* Actividad *
Continúa el fragmento sobre los niños no acompañados en la frontera de Estados Unidos a partir de su última oración.

* Fragmento *
• • •
Mayorkas ha defendido las expulsiones familiares aceleradas, diciendo que protegen tanto al público como a los migrantes. Dijo que los funcionarios están escuchando “anecdóticamente” de familias que se separan por voluntad propia y añadió que aproximadamente 40% de los niños no acompañados tienen a un padre o curador legal en Estados Unidos y 50% tienen a otro familiar que se puede hacer cargo de ellos si son dejados en libertad.
Abril fue el segundo mes con más niños no acompañados encontrados en la frontera — 17.171 —, luego del récord de 18.960 en marzo, de acuerdo con la Oficina de Aduanas y Protección Fronteriza (CBP).
La semana pasada, agentes de la Guardia Fronteriza encontraron a cinco niñas no acompañadas, con edades de entre 7 años y 11 meses, cerca del pueblo fronterizo de Eagle Pass, en Texas.
• • •
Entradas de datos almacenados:
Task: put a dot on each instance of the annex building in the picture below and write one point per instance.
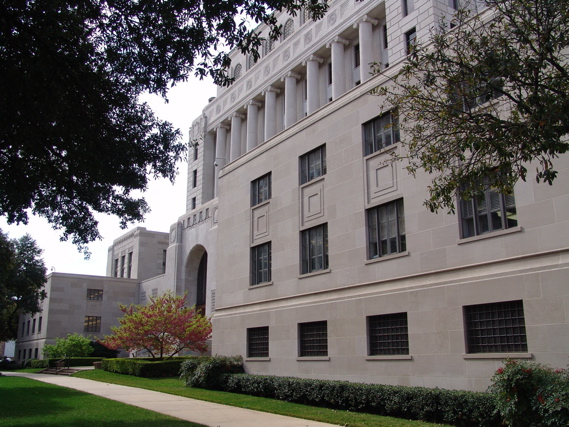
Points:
(314, 256)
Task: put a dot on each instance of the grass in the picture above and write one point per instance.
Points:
(176, 386)
(25, 402)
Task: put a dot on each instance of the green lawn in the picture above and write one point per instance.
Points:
(177, 387)
(25, 402)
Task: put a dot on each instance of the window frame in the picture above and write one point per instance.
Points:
(94, 294)
(313, 164)
(261, 189)
(388, 334)
(258, 342)
(506, 334)
(470, 213)
(316, 346)
(385, 124)
(92, 324)
(314, 254)
(261, 267)
(375, 218)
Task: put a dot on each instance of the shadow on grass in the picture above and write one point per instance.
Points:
(25, 402)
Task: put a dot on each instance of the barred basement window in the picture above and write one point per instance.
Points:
(258, 342)
(261, 189)
(92, 324)
(388, 334)
(94, 294)
(380, 133)
(495, 328)
(313, 339)
(313, 164)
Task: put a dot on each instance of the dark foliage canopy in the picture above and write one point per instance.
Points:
(22, 278)
(74, 138)
(486, 97)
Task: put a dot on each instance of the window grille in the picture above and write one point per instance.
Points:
(496, 327)
(258, 342)
(388, 334)
(313, 339)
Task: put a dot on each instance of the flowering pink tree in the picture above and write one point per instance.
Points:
(164, 327)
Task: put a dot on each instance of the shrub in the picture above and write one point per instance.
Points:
(148, 368)
(460, 408)
(210, 372)
(529, 394)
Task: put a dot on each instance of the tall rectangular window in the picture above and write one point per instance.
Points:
(261, 264)
(92, 324)
(495, 327)
(313, 164)
(410, 41)
(408, 7)
(314, 250)
(386, 229)
(313, 339)
(94, 294)
(261, 189)
(388, 334)
(258, 342)
(129, 269)
(123, 265)
(381, 132)
(489, 212)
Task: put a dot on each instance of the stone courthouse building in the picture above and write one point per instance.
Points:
(314, 256)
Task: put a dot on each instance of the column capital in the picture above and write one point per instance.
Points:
(313, 58)
(291, 74)
(271, 89)
(254, 103)
(366, 18)
(338, 40)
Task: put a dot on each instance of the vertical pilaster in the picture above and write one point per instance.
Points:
(290, 99)
(235, 147)
(252, 121)
(338, 77)
(365, 29)
(312, 99)
(270, 112)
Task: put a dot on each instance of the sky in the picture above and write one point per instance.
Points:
(167, 201)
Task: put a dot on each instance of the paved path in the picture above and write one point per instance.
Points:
(197, 411)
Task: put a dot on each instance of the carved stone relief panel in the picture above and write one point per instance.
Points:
(312, 202)
(260, 222)
(381, 176)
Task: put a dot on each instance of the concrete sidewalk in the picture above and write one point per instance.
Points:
(197, 411)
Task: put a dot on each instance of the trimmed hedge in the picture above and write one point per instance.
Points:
(210, 372)
(461, 408)
(71, 362)
(146, 367)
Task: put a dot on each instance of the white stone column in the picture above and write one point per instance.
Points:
(338, 75)
(220, 156)
(365, 28)
(235, 147)
(312, 99)
(252, 121)
(290, 98)
(270, 112)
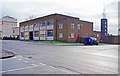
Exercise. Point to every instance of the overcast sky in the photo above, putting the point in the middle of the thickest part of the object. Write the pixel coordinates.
(88, 10)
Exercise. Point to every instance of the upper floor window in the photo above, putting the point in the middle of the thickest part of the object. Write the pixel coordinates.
(72, 35)
(36, 33)
(49, 32)
(78, 25)
(72, 25)
(60, 26)
(60, 35)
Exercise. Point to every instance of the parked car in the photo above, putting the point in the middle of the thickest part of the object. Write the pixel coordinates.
(90, 41)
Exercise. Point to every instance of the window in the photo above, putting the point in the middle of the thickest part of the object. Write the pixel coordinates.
(72, 35)
(36, 34)
(78, 26)
(49, 32)
(22, 34)
(60, 26)
(50, 22)
(60, 35)
(43, 24)
(72, 25)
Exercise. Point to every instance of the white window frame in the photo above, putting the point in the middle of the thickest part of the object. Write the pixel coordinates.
(78, 26)
(60, 26)
(72, 35)
(60, 35)
(72, 25)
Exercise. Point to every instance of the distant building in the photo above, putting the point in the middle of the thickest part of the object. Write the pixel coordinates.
(55, 27)
(6, 25)
(104, 25)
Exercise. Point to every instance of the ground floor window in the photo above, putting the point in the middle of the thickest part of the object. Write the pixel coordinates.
(72, 35)
(49, 32)
(22, 34)
(36, 34)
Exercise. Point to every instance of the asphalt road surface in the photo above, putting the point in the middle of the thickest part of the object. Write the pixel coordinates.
(40, 58)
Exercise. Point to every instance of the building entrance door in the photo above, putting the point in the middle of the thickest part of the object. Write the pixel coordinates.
(31, 35)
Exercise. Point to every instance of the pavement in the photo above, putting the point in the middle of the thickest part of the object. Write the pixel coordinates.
(34, 56)
(6, 54)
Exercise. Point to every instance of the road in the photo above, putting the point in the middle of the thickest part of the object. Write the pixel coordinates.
(40, 58)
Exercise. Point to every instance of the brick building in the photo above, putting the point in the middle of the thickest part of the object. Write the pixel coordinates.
(6, 25)
(56, 27)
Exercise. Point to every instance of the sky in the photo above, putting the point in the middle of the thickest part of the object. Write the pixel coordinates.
(88, 10)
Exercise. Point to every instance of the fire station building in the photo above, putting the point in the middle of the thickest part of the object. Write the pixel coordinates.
(56, 27)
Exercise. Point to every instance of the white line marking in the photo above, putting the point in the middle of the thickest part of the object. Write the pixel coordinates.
(52, 67)
(26, 61)
(42, 64)
(19, 59)
(19, 69)
(66, 71)
(33, 64)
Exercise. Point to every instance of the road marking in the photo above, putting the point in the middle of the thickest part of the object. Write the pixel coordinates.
(33, 64)
(42, 64)
(19, 69)
(26, 61)
(20, 59)
(52, 67)
(66, 72)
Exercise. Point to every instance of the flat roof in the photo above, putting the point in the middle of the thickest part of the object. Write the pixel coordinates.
(50, 15)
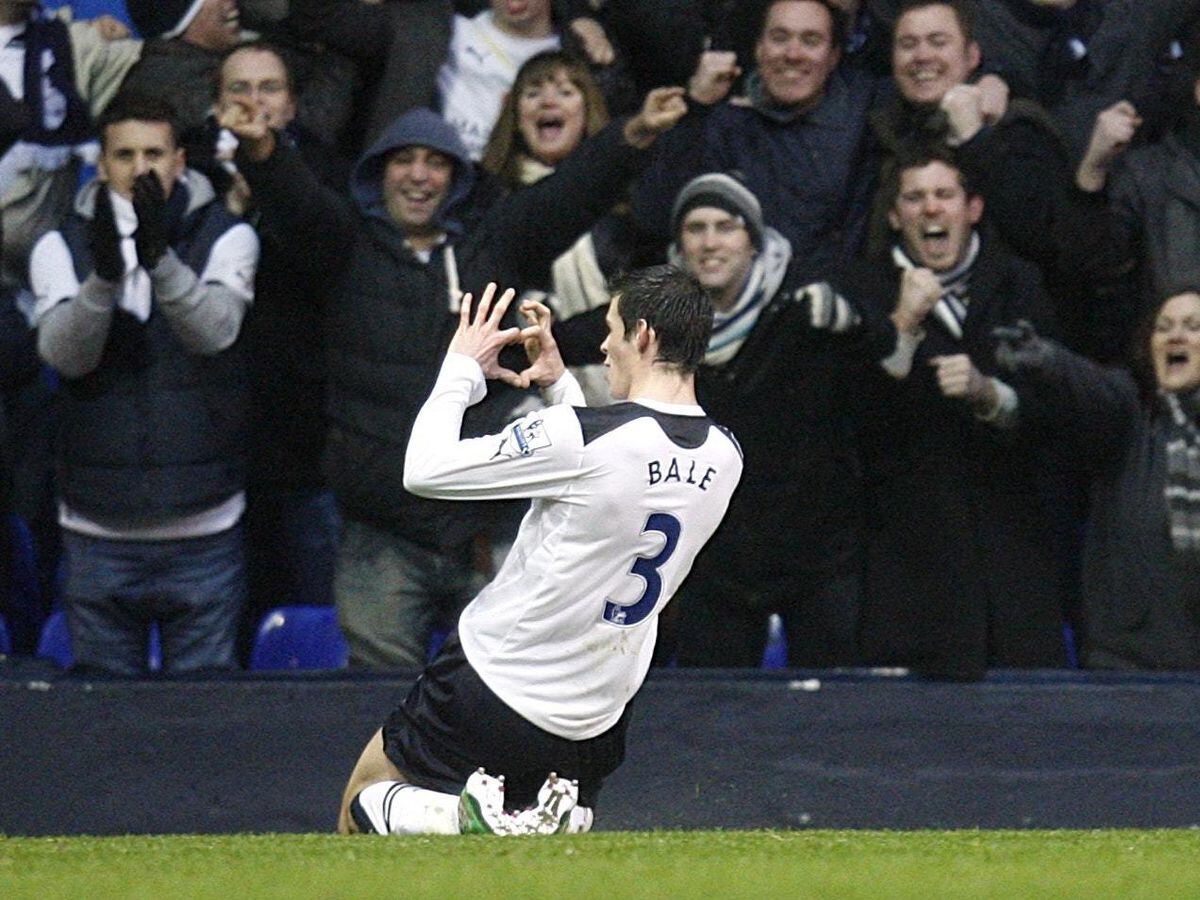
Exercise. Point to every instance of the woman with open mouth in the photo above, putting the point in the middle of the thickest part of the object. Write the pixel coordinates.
(555, 113)
(1141, 444)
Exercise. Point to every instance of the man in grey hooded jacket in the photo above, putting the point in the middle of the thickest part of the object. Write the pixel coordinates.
(423, 243)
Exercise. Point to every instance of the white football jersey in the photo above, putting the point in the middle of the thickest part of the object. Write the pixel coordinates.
(623, 496)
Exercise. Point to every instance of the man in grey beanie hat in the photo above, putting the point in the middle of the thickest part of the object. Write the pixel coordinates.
(720, 191)
(790, 540)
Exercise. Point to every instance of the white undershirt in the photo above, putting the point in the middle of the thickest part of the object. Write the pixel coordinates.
(12, 60)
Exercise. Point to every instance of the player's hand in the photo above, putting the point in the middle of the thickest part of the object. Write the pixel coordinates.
(714, 76)
(103, 239)
(597, 46)
(481, 337)
(109, 28)
(919, 293)
(250, 126)
(1115, 127)
(546, 364)
(150, 205)
(660, 111)
(958, 377)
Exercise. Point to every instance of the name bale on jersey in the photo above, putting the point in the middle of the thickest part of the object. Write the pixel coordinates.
(685, 472)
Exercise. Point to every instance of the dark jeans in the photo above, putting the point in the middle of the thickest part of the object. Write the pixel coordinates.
(193, 588)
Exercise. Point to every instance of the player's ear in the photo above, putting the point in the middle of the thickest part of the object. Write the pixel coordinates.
(646, 335)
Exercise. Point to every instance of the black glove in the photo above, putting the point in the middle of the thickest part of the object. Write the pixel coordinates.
(150, 205)
(103, 239)
(828, 310)
(1019, 347)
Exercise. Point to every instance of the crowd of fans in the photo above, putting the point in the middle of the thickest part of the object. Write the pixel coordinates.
(953, 250)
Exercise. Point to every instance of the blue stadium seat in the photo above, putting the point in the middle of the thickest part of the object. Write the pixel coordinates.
(55, 642)
(299, 637)
(774, 653)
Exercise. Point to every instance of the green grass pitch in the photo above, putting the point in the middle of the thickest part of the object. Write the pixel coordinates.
(615, 864)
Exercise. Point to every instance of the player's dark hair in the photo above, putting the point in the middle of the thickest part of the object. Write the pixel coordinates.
(133, 106)
(839, 27)
(961, 10)
(673, 304)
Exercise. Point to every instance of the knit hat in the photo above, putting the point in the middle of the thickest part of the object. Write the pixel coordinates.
(724, 192)
(162, 18)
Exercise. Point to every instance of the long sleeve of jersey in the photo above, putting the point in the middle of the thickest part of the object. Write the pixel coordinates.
(535, 456)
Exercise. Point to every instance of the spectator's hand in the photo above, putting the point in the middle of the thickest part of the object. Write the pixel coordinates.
(597, 46)
(249, 125)
(660, 111)
(828, 310)
(546, 364)
(994, 97)
(919, 293)
(958, 377)
(480, 336)
(1020, 348)
(103, 239)
(714, 76)
(1114, 129)
(963, 106)
(13, 119)
(150, 205)
(109, 28)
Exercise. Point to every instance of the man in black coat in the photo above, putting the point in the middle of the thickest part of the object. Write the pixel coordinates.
(1009, 150)
(289, 191)
(963, 565)
(790, 543)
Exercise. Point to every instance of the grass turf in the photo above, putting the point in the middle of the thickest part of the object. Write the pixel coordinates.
(616, 864)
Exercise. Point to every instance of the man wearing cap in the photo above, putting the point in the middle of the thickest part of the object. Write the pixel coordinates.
(406, 561)
(186, 41)
(790, 540)
(799, 138)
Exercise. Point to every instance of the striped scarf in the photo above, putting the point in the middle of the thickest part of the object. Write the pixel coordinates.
(1182, 487)
(733, 325)
(952, 309)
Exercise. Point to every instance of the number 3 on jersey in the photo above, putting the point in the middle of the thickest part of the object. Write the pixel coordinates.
(647, 569)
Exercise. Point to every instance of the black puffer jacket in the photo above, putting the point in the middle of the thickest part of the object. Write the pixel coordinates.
(391, 317)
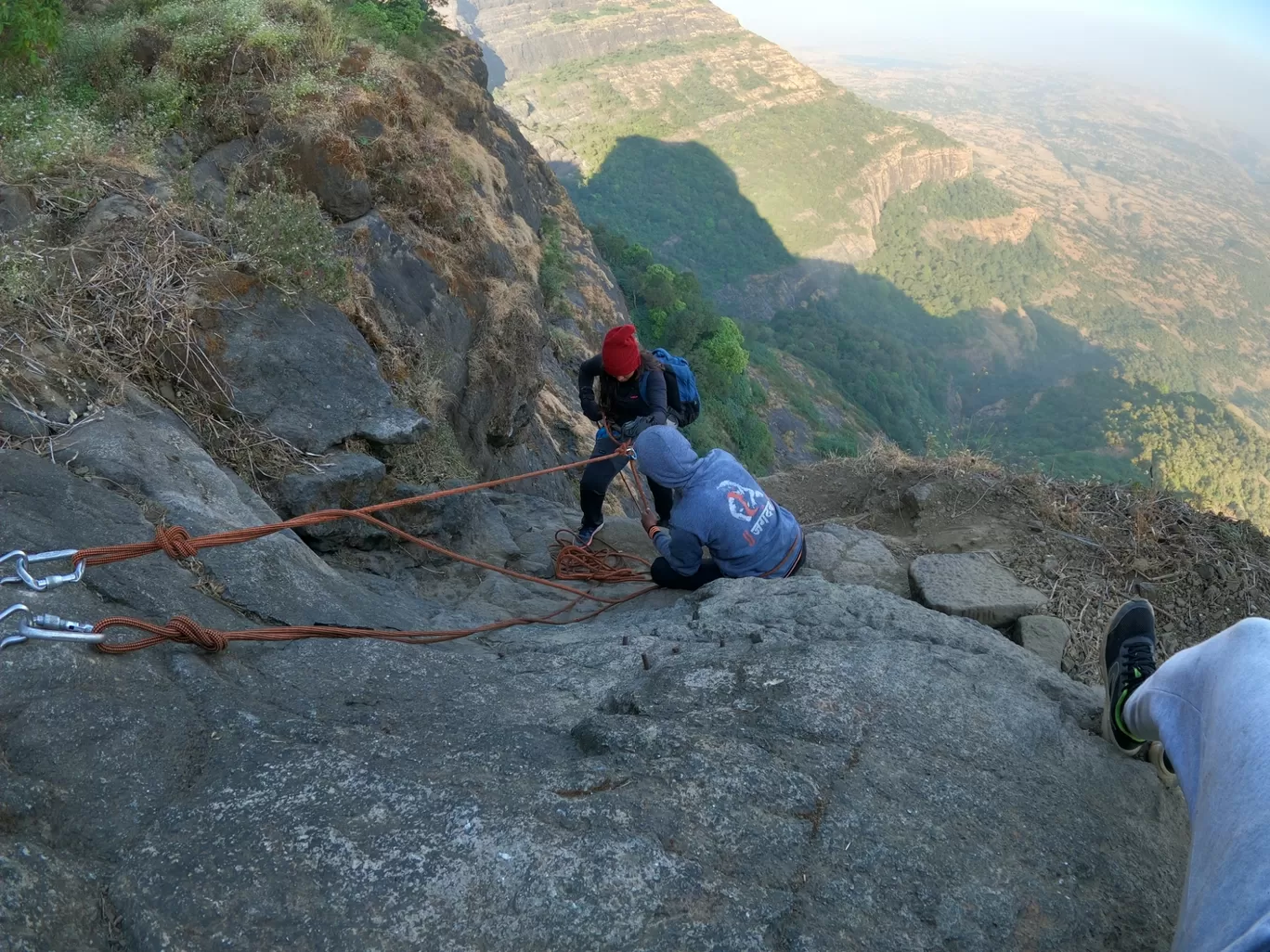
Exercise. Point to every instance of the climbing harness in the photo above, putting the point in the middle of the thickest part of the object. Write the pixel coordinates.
(573, 564)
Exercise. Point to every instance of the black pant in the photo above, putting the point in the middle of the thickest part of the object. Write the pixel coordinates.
(667, 578)
(597, 476)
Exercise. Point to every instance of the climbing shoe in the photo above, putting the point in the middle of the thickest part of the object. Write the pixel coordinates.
(1163, 765)
(587, 534)
(1128, 661)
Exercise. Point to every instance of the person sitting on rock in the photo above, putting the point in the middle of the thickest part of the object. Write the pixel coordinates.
(720, 507)
(1204, 713)
(631, 399)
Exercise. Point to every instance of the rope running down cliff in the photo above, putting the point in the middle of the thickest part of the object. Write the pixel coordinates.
(573, 564)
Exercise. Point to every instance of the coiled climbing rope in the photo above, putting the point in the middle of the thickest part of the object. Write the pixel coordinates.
(573, 562)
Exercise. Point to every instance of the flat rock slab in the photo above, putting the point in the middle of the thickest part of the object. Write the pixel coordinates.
(1044, 637)
(973, 585)
(863, 775)
(765, 765)
(848, 555)
(305, 372)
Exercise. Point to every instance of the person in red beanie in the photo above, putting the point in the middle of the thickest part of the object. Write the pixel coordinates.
(631, 399)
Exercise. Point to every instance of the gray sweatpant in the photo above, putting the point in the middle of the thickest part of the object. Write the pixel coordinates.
(1211, 707)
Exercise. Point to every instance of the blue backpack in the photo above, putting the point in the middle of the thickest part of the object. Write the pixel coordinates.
(680, 387)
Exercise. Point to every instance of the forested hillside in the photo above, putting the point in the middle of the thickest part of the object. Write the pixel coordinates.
(700, 140)
(1048, 324)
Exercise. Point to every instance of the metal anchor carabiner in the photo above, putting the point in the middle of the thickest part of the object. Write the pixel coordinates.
(45, 627)
(21, 561)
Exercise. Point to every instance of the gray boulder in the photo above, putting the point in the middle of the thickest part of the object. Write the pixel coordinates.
(325, 162)
(973, 585)
(305, 372)
(1044, 637)
(210, 175)
(150, 454)
(848, 555)
(413, 301)
(763, 765)
(865, 773)
(17, 207)
(108, 213)
(341, 482)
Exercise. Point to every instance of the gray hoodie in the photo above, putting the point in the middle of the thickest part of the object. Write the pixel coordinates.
(717, 504)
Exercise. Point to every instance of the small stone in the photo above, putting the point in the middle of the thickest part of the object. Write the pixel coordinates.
(18, 421)
(255, 110)
(210, 174)
(192, 238)
(17, 207)
(110, 212)
(369, 128)
(1045, 637)
(916, 499)
(973, 585)
(849, 556)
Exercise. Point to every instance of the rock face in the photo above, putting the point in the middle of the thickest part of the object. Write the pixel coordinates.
(845, 766)
(1044, 637)
(306, 373)
(855, 556)
(973, 585)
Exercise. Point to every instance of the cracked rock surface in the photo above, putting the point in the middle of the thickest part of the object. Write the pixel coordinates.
(801, 765)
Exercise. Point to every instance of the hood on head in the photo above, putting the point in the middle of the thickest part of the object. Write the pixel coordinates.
(666, 456)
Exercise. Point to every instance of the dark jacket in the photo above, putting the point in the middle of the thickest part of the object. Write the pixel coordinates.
(717, 504)
(627, 401)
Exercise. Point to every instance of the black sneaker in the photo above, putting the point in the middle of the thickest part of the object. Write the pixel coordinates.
(1128, 661)
(587, 534)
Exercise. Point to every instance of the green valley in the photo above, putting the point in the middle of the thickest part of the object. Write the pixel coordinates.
(1012, 263)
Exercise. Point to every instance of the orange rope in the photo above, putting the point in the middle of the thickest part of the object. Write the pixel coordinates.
(573, 564)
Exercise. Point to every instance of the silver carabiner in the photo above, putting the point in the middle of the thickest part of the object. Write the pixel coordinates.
• • •
* Resultado *
Agentes a unos 400 kilómetros (250 millas) al sur en La Joya encontraron el miércoles por la noche a una niña hondureña de 8 años llamada Emely, que había estado caminando en la maleza durante seis horas con un grupo de extraños y había perdido un zapato en el lodo. Ella sollozaba descontroladamente porque perdió el número de su madre, quien según ella la esperaba en estados Unidos, y no sabía dónde vivía.
Emely ha perdido de vista a otro migrante que tenía su información de contactos, pero la madre vio una foto de la AP sobre su llegada en la televisora en español Univisión y se puso en contacto con la cadena.
En un campamento en la ciudad fronteriza mexicana de Reynosa, cerca de donde Marley vio por última vez a su madre, los números de familias migrantes expulsadas están creciendo. Y muchas están tomando decisiones desesperadas.
José Rodríguez, de 41 años y oriundo de San Pedro Sula, Honduras, se ha estado quedando bajo una lona gris con un grupo de compatriotas, pero no ha conseguido dormir desde que envió a su hijo de 8 años a mediados de abril con un primo lejano a cruzar la frontera hacia Roma, Texas.
Rodríguez había tratado de cruzar con su hijo Jordyn, pero los dos fueron expulsados a inicios de mazo. No tenían dinero ni forma de regresar a su país.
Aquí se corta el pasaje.